Well That’s It: The US Navy is Scrapping the Bay Area’s $200 Million Super Secret Stealth Ship – R.I.P. Sea Shadow

The United States Navy has given up on the idea of giving away to a good home the formerly spr sekrt stealth ship Sea Shadow. That means that this expensive piece of Bay Area military memorabilia will soon be cut up for scrap.

Oh well.

Good bye, IX-529.

But we’ll always have memories, like right here – check it out, from back in the day last year.

All the deets:

Remember back in the day, back when Bay Areans could espy the straight-outta-Redwood-City $200-million Sea Shadow stealth ship bobbing about in San Francisco Bay? Check this video from down Fun Diego way over at Telstar Logistics to see this baby in action.

Say it aloud: Super-Secret Sea Shadow Stealth Ship, Super-Secret Sea Shadow Stealth Ship, Super-Secret Sea Shadow Stealth Ship! This project was so secret that it didn’t make the Bay Area newspapers, excepting for 1999 when this boat was identified as an airplane three times by the San Francisco Examiner.*

This is what she looked like, coming out in the daytime when she was no longer so very supr sekrt:

Guess what, the U.S. Navy wants to give her away for free! The problem is that there are no takers as of yet, so the ex Sea Shadow just sits around in the mothballed Ghost Fleet of the East Bay. Check out these recent photos from Amy Heiden. Pretty boss, huh?

Now the first time the Navy tried to give away this historic boat, in 2006, they had all sorts of rules. Then they tried again in 2009 with more flexible rules. But the problem is that you can’t just take the Shadow, you also have to take the Hughes Mining Barge (HMB-1), a floating drydock boat that was developed as part of Project Jennifer. (That was the semi-successful, top-secret effort mounted by the Central Intelligence Agency to salvage the remains of the Soviet submarine K-129 from the ocean floor.)

Here’s a shot of  them together, ignore the two conventional warships in the background:

But wait, there’s more. Here’s how the Sea Shadow is laid out on the inside:

The bridge of Grant Imahara’s future evil lair. (Boy, talk about a glass cockpit, huh?)

And here’s how she looks from the outside:

You want. Why don’t you start up a 501(c)(3) nonprofit and take these things off of the Navy’s hands? Otherwise an important piece of Bay Area military history (and film history what with it inspiring the bad guys’ floating lair in Tomorrow Never Dies) is a gonna get scrapped.

Here’s what came next, after the Shadow got mothballed – it’s the all-aluminum Sea Fighter, as seen back in 2006:

via Telstar Logistics

The point being is that the aging Sea Shadow is the ur-ship, the JetFire of the stealth boat world. Won’t you save her?

O.K., first things first. Check out the owner’s manuals and start writing your business plan. (And, oh yes, while you’re at it, scrape up some cash. Lots and lots and lots o’ cash.)

Happy sailing!

The Navy’s announcement, after the jump.

Collected material:

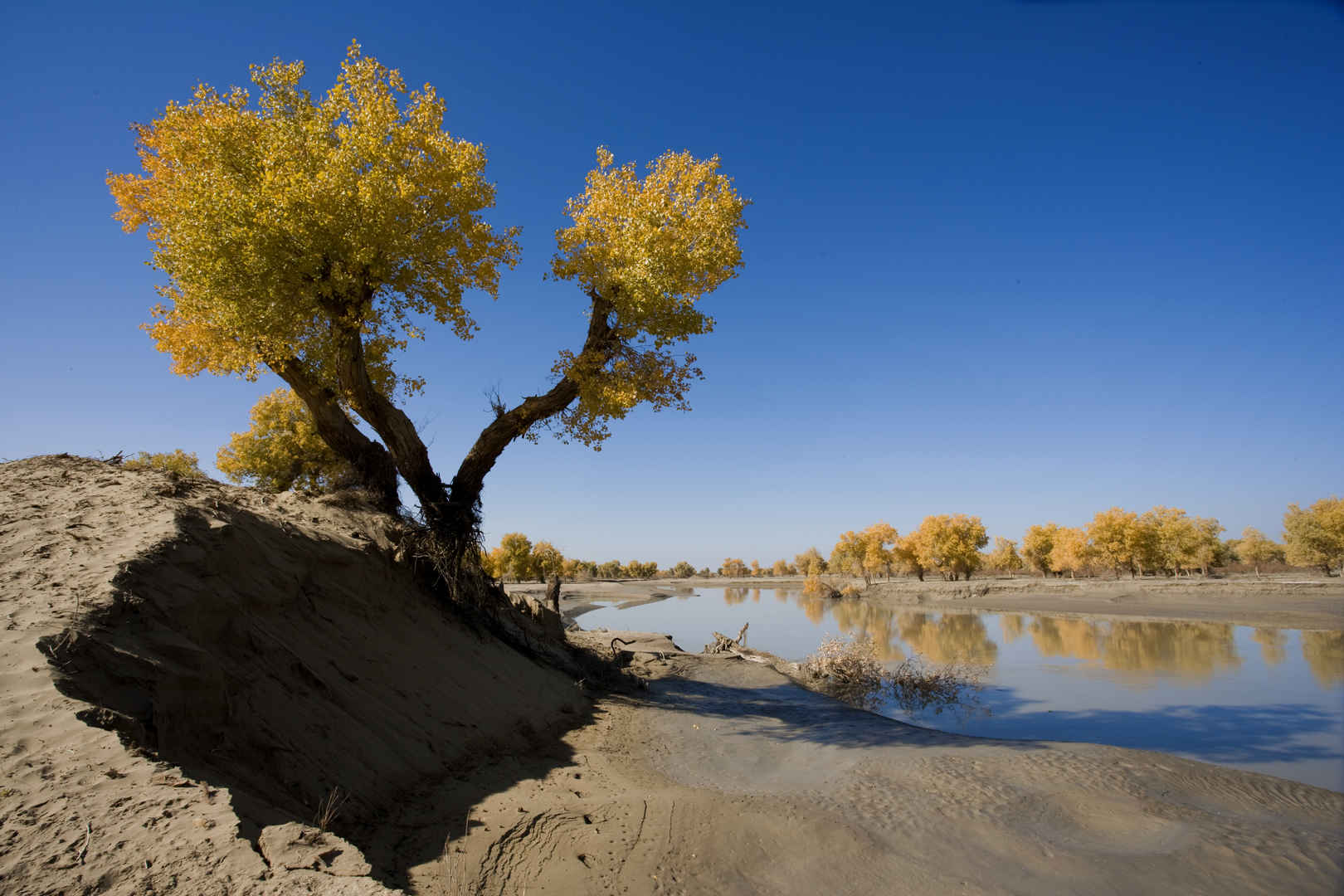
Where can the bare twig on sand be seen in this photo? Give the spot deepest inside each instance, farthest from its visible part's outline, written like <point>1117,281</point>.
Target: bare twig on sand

Requirements:
• 1. Answer these from the Sea Shadow post:
(a) In which two years did the Navy try to give the ship away?
(b) What other vessel has to be taken along with the Sea Shadow?
(c) Which film's villains got a floating lair inspired by the ship?
• 2. Please carry on writing the Sea Shadow post from the point where it stops.
The listing comes from a different source than the Sea Shadow post.

The responses:
• 1.
(a) 2006 and 2009
(b) The Hughes Mining Barge (HMB-1)
(c) Tomorrow Never Dies

• 2.
*From 1999: “The combined Navy-Marine exercise included overflights of the Bay Area by the Sea Shadow, the Navy equivalent of the stealth bomber.” No, this thing can’t fly, it just floats. Veteran SF Chronicle writer Henry K. Lee got that right but others did not. Nevertheless, SFGate.com, San Francisco’s online newspaper, remains an invaluable resource.

JUN04-09:       Navy Re-Advertises Ex-Sea Shadow for Donation, Revises Requirements
By Naval Sea Systems Command Corporate Communications
WASHINGTON – The Navy this week re-advertised the availability of the ex-Sea Shadow and HMB 1 for donation, revising the original requirement to display both ex-Sea Shadow and the HMB 1 as a static museum/memorial.
As detailed in a June 2 Federal Register notice, potential donees can now either display the two vessels as currently configured as a single unit, or display only ex-Sea Shadow as a public museum and reactivate the HMB 1 for commercial use.
“We believe that this change in display requirements will make it easier for the Navy to donate the ex-Sea Shadow to an eligible community or non-profit organization,” said Glen Clark, deputy program manager for the Navy’s Inactive Ships Program.  “We look forward to receiving Letters of Intent from potential donees within 60 days, as requested by the Federal Register notice.  Navy ship donations promote public interest in the defense of the nation, commemorate naval history and heritage, and safeguard the preservation of historic vessels for future generations.”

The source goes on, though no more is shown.